- **PROVIDED PASSAGE**:
....

Black Phoebes Make Doughty Neighbors

Black Phoebe

Black Phoebe photo courtesy of David Bogener

Winter is not traditionally mosquito-buzzing or cricket-singing season. The bugs lie low, not with summer music but tucked mutely into a puddle or under a log or leaf, usually as eggs or larvae or pupae. They wait for the revolving Earth to point us sunward, waking them up and rousing the crescendo of photosynthesis that prospers life seasonally all over the planet’s surface.

Songbirds, of course, know these seasons at an instinctual level. Our summer birds head south to sunnier latitudes not to keep warm but to keep in grub. Flycatchers, who snag six-legged prey right out of the air for breakfast, lunch, and dinner, are particularly reactive to insect dormancy. Customarily, they enjoy Acapulco or similar resort destinations this time of year.

But there’s always a nonconformist. Come drenching winter rains, pounding hail, hard frosts, and coats of snow, one little flycatcher finds a way to live through winter right here in Northern California. The black phoebe is one of our pluckiest neighbors.

Black Phoebe with Spider

They are no shrinking violets, nor much vegetative at all. Although scarcely the length of your handspan, and dressed in buttoned-down black-and-white, they engage life with redoubtable effervescence. They abundantly sing out their name, phoe-be, phoe-be! as if announcing nature’s vitality on even a frosty morning. They fly-catch when flies—or moths or mosquitoes—are few and far between, and expand their hunt to snatch prey from blades of grass or the surface of ponds. They flick their tails incessantly as if life simply requires dancing. They wear just a hint of a punk ‘do in their headfeathers, just enough to keep more sedate heads wondering.

....

- **RECORD SET**:
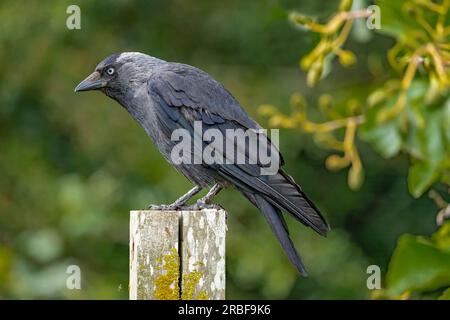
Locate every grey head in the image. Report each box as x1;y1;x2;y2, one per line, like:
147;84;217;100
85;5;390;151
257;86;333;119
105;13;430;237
75;52;166;102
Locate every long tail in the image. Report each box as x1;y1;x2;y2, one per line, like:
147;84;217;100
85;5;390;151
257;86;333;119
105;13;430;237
219;166;329;275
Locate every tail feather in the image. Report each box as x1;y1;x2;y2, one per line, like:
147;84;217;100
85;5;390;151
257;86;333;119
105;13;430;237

....

- **TASK REQUIREMENTS**:
1. Answer these questions from the black phoebe article:
(a) According to the article, why do summer birds head south?
(b) In what region does the black phoebe live through the winter?
(c) When flying insects are scarce, where else do black phoebes snatch prey?
2. Pick up the black phoebe article after its last sentence and keep going.

- **ANSWERS TO THIS EXERCISE**:
1.
(a) To keep in grub, not to keep warm.
(b) Northern California.
(c) From blades of grass or the surface of ponds.

2.
And they not only survive, they flourish. When spring comes with readier food supplies, pairs reunite, and the male takes his mate on a tour of possible nest sites, fluttering enticingly under bridges or shady eves, or in the cleft of a tree-sized boulder. She chooses a spot and builds a nest, a half-bowl of mud plastered to the selected vertical surface—possibly refurbishing a site that the pair used in prior years.

Black Phoebe Nest

Phoebes defend their turf, chasing off other insectivores and reserving the local winged protein for themselves and their nestlings. But plucky is not foolhardy. They will generally flee a hunting hawk. Still, they are known to harass a fox or cat, and have been observed chasing jays thrice their size to protect their helpless young.

Black phoebes have done well with people. As long as water is nearby, with its provision of insects for eating and mud for nesting, human development has multiplied the vertical surfaces that make continuing life possible for this hardy neighbor of ours. Keep an eye and an ear out: there is likely a clear “phoe-be, phoe-be” near you!